Available data:
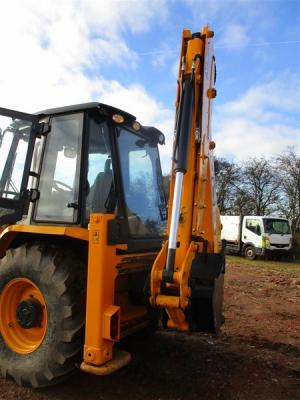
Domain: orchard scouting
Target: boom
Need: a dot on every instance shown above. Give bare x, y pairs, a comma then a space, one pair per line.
187, 276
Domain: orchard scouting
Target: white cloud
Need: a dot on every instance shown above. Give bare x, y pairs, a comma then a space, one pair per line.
261, 122
53, 54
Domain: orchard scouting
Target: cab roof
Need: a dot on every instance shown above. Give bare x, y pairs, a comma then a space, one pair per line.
103, 109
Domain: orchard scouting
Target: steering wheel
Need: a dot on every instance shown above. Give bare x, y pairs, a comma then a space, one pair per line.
57, 184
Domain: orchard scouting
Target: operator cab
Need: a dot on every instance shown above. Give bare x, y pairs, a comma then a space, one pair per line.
60, 165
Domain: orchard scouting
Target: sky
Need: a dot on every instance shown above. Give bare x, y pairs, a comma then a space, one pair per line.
126, 52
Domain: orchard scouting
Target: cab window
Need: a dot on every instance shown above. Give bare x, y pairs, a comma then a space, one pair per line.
254, 226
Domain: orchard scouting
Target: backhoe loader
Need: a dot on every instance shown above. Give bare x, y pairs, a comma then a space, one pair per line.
89, 250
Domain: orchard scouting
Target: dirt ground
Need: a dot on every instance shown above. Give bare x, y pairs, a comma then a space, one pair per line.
257, 355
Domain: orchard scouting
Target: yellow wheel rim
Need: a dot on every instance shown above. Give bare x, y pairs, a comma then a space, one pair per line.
16, 298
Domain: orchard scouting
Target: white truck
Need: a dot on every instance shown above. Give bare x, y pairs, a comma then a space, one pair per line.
255, 235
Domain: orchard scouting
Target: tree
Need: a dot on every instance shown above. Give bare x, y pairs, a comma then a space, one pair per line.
258, 189
227, 179
288, 170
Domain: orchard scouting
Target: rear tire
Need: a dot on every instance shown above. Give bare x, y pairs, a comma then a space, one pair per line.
250, 253
59, 276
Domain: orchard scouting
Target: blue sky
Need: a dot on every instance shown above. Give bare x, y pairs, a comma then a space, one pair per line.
125, 53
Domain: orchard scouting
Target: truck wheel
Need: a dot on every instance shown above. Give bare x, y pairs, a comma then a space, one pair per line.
41, 314
250, 253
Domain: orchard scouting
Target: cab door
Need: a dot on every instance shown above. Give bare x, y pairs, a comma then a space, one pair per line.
17, 137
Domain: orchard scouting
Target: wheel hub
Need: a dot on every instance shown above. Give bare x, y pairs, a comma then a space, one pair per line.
29, 313
23, 315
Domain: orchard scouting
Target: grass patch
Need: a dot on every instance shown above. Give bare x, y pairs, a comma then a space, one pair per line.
280, 266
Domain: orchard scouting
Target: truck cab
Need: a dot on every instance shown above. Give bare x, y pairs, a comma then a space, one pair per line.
257, 235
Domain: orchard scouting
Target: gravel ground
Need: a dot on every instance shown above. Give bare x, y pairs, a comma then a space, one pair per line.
257, 355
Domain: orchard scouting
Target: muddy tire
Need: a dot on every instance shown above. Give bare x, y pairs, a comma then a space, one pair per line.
57, 274
249, 253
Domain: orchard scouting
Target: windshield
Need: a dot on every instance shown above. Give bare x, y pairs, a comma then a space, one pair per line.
59, 180
142, 182
276, 226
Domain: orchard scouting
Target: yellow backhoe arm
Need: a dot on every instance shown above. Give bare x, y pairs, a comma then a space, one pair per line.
187, 276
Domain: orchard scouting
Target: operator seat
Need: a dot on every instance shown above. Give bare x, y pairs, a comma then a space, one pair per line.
100, 190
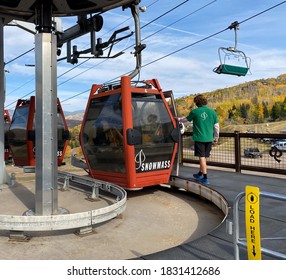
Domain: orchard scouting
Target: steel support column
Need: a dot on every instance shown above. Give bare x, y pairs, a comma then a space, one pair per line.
4, 178
46, 197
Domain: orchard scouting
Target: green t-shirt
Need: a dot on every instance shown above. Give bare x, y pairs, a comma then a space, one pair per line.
204, 119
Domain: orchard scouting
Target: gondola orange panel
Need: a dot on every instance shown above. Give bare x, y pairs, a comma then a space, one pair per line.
21, 135
129, 135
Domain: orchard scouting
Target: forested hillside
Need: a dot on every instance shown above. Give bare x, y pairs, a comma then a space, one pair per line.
258, 106
253, 102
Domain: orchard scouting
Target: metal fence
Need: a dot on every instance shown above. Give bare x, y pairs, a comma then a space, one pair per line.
234, 151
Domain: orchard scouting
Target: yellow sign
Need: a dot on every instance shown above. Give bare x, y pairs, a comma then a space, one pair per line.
252, 223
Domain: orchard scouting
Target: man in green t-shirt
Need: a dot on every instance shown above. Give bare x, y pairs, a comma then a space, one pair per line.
205, 133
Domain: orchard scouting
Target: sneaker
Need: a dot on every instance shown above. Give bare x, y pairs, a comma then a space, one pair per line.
204, 181
198, 177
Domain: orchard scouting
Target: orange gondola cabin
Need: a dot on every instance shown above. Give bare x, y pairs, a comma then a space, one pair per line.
21, 135
129, 135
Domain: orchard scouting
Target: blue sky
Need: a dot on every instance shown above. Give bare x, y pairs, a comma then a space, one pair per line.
178, 52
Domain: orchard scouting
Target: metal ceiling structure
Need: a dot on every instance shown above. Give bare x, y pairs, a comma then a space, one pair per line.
41, 12
25, 9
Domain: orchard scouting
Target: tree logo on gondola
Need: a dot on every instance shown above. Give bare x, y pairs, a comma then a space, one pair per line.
139, 159
142, 165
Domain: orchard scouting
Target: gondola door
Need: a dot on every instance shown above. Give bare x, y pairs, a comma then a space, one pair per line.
129, 135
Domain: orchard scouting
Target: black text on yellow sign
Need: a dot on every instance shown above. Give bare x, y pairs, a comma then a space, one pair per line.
252, 222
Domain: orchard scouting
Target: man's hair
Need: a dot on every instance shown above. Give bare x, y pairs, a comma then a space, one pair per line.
200, 100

Problem to work on: Using the entries shown above, reproduce verbatim the lines from the line bearing "Target: operator cab" to the line bearing "Target: dirt ground", inclusive.

Answer space:
Target: operator cab
Need: a dot on every instance shown above. Give bare x, y pairs, a comma then a space, one pair per line.
60, 165
Domain: orchard scouting
Target: sky
Need: a dot on every instance shown above. Give bare x, y pairs, a comma then a space, one pair per line.
126, 52
Domain: orchard scouting
Target: cab window
Need: a dot on every instance shown above. Give bare x, y pairs, a comma then a space, one pair per line.
254, 226
Domain: orchard scouting
Target: backhoe loader
Need: a dot on every instance shown above. Give bare x, y pairs, a comma then a space, one pair per line.
89, 250
Domain: orchard scouting
Target: dirt ground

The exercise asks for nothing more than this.